We are lucky enough to live in an area where there are few true natural hazards. We don't have earthquakes, the chances of a tornado is low due to our proximity to the mountains, and we harbor no venomous snakes...as far as we know. We don't even have poison ivy.
What we do have are soap holes.
A soap hole is a spring that rises up in a particular kind of soil. Maybe one of you soil specialists out there could tell me exactly what it is about this white dirt that results in the formation of these bottomless wells of soupy, slick mud into which an animal can fall and never emerge, because when they try to crawl out the sides just collapse and they slide back in.
Worst of all is if a horse goes into one. We don't have any soap holes in our horse pastures, but an unsuspecting visitor once rode into one, and the horse couldn't begin to get out. After a few tries, he just gave up. One of the other riders broke out a rope, managed to toss it around the saddle horn, and they dragged him out, but then almost lost him to shock. Over the years, we've learned to warn outsiders what and where to watch for these death traps.

....

(WRITTEN INSTRUCTION 1)
Answer these from the passage on soap holes:
(a) What kind of venomous animal does the area have none of, as far as the writer knows?
(b) What happens when an animal that has fallen into a soap hole tries to crawl out?
(c) Where did one of the riders manage to toss the rope?
(WRITTEN INSTRUCTION 2)
Render this sentence from the passage on soap holes in Spanish: "A soap hole is a spring that rises up in a particular kind of soil."
(WRITTEN INSTRUCTION 3)
In the passage on soap holes, set down everything from "What we do have" down to "slide back in.", letter for letter.

(DATASET EXCERPT)

....

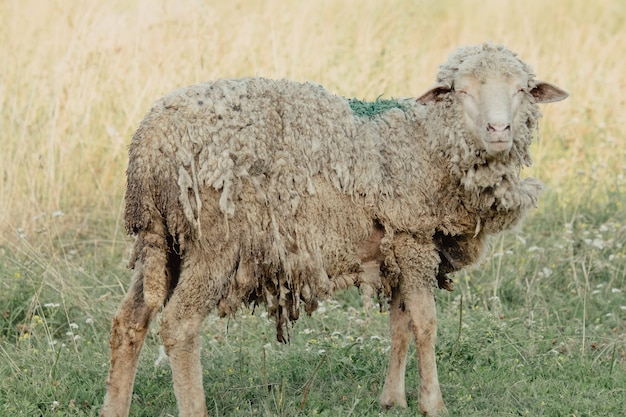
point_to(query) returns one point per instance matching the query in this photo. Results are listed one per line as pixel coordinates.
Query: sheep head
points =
(495, 93)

....

(OUTPUT 1)
(a) Snakes.
(b) The sides collapse and the animal slides back in.
(c) Around the saddle horn.

(OUTPUT 2)
Un pozo de jabón es un manantial que brota en un tipo particular de suelo.

(OUTPUT 3)
What we do have are soap holes.
A soap hole is a spring that rises up in a particular kind of soil. Maybe one of you soil specialists out there could tell me exactly what it is about this white dirt that results in the formation of these bottomless wells of soupy, slick mud into which an animal can fall and never emerge, because when they try to crawl out the sides just collapse and they slide back in.